BEGIN Records shown
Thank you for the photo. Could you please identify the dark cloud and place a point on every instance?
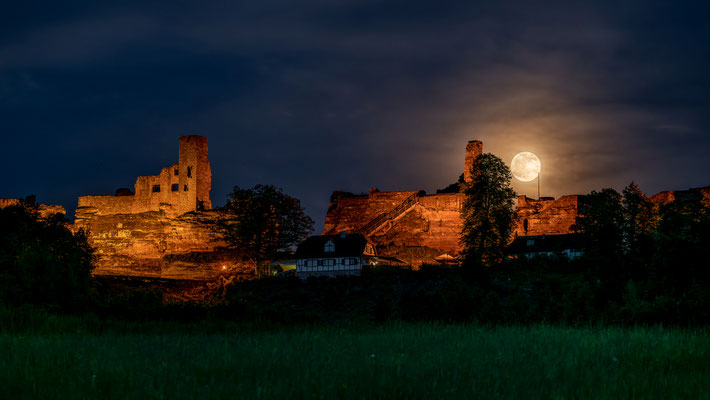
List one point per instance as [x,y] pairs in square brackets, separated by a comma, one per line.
[314,96]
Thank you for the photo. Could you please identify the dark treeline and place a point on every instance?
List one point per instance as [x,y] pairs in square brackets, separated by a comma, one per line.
[643,263]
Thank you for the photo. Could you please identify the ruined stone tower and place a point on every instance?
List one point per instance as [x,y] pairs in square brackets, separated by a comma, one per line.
[474,148]
[195,174]
[179,188]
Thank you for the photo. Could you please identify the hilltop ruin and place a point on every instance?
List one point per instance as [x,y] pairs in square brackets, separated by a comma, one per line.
[165,228]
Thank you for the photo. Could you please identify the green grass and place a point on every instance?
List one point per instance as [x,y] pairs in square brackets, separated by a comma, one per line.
[390,361]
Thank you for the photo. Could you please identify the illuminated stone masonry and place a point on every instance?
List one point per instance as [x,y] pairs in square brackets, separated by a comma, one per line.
[165,228]
[416,227]
[178,189]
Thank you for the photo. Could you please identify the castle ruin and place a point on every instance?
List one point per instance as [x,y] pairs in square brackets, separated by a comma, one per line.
[432,223]
[165,228]
[179,188]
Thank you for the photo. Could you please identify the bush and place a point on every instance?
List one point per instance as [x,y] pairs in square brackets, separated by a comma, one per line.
[41,261]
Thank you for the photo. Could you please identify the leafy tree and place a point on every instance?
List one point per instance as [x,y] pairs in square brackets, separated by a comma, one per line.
[41,261]
[487,211]
[641,221]
[641,216]
[263,220]
[682,240]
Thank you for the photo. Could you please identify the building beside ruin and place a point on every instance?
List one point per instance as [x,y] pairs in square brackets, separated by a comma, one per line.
[431,224]
[333,255]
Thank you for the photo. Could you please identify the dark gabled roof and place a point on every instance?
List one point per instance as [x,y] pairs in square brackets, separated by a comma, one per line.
[351,245]
[543,243]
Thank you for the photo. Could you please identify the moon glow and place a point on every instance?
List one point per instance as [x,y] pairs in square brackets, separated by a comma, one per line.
[525,166]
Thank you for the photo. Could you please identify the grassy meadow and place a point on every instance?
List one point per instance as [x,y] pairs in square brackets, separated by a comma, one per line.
[74,358]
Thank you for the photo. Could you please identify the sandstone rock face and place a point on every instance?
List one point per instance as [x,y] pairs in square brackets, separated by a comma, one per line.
[45,210]
[154,244]
[432,222]
[693,194]
[348,212]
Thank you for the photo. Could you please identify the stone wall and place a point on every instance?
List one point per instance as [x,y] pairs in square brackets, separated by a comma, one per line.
[348,212]
[434,221]
[693,194]
[547,216]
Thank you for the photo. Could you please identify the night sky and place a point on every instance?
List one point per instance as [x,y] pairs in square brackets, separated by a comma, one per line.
[314,96]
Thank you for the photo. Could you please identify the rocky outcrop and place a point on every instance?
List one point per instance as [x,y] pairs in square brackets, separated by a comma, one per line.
[44,210]
[153,244]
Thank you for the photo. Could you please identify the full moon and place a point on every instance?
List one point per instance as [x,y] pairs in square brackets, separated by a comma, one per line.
[525,166]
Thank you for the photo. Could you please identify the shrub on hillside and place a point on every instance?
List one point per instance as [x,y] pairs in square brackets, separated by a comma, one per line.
[41,261]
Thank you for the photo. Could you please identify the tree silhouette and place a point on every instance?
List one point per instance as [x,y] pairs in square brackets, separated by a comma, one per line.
END Records shown
About this task => Return an exact copy of the data above, apart from any pictures.

Solution to the problem =>
Thank you for the photo. Could you please identify the dark cloud and place a point on every instance?
List one point per instance as [x,y] pairs in square brackets, separated by a comma, one per line.
[314,96]
Thank you for the photo. Could you please identify the dark treeline and place a point on every instance?
List one point per instance as [x,y] pairs in square brackets, separated by a comma, one per line.
[643,263]
Thank you for the photo. Could you please identify the ruined stone tower and place a point on every instance?
List one point per instance as [x,y] pairs in square brackets, separated by a comma, one per line.
[474,148]
[195,174]
[179,188]
Thank you for the photo. Could you please identify the hilltop ruin and place a point on every instance?
List one point per instance as [x,y] pairs in square brackets, separated by a comma, one per line.
[165,228]
Thank you for the photo. Could you please identify the green grass and place a point on every instance?
List one point per instance as [x,y] pairs in square brackets, separated by a comma, one per line.
[390,361]
Thank you for the photo. Could you please identify the illuminated stone masonry and place a point on every instance?
List one point per instance as [x,y] pairs in square brackets, separated by a comma, one per line.
[165,228]
[416,227]
[178,189]
Thank you for the photo. Could you please identify the castle ruin and place a point on every instance?
List one point per instance as [x,y] pairs in square brackets, separated by a comma, one per line.
[432,223]
[165,228]
[179,188]
Thank you for the photo. Could you please identify the bush and place a point on every instance?
List one point per instance as [x,y] pairs in square brackets, separated by a comma, one per line.
[41,261]
Thank you for the photo. Could you please identify the leafy tree and place a point on every instance?
List one point per instance as [x,y] pairs in square brackets, separated by a comma, one per line.
[41,261]
[487,211]
[641,221]
[641,216]
[263,220]
[682,240]
Thank you for the photo. Could you please identify the building beside ruin and place a point on every instance?
List one point per instance as [x,y] pairs in square brackets, separated by a comma, one per line.
[431,224]
[333,255]
Thank you for the photo. Could you please identify the dark gabled roof and place a point on every instance?
List one point per instance as [x,y] pairs in square brackets, separated by a comma, one per line.
[351,245]
[543,243]
Thank you for the photo. Could you please identify the moon glow and place a point on every instance?
List one point per instance as [x,y] pairs in square brackets, separated by a comma, one per line.
[525,166]
Thank you for the photo. Could you please identify the grassy meadow and place a point on every instance?
List one point per instance as [x,y] pairs in square brackets, separated by a comma, one per line.
[74,358]
Thank you for the photo. Could you please identify the sandstone rock face and place a point on every instance?
List one point per instance as [x,y] pairs in square brackets, separated by a comma, one per line.
[45,210]
[154,244]
[432,222]
[693,194]
[348,212]
Thank you for the photo. Could you please identify the stone wall and place a point on every instance?
List one point per instance as [x,y] pairs in square brackets, separated by a comma, one per line.
[348,212]
[434,221]
[693,194]
[547,216]
Thank you for the photo. Could you please identify the night sky and place a point on every instance?
List one point per instance as [x,y] pairs in square brackets, separated by a comma, one per line.
[314,96]
Thank you for the photo. Could you please identify the rocky outcrop and place a point on every instance?
List one point per instance as [x,y] pairs in square brackets, separated by a comma, one per line.
[44,210]
[153,244]
Thank you for the photo. Could you please identify the full moon and place a point on every instance?
List one point per instance as [x,y] pairs in square brackets, separated by a comma, one per line.
[525,166]
Thank you for the photo. Could you please identify the shrub on hillside and place a point on every instance?
List one point per instance as [x,y] pairs in square brackets, separated by a comma, one per line.
[41,261]
Thank you for the photo. Could you please identify the tree silhouette and place a point on every instance?
List one point per instance as [x,y] pairs in square brackets, separated by a comma, one per line.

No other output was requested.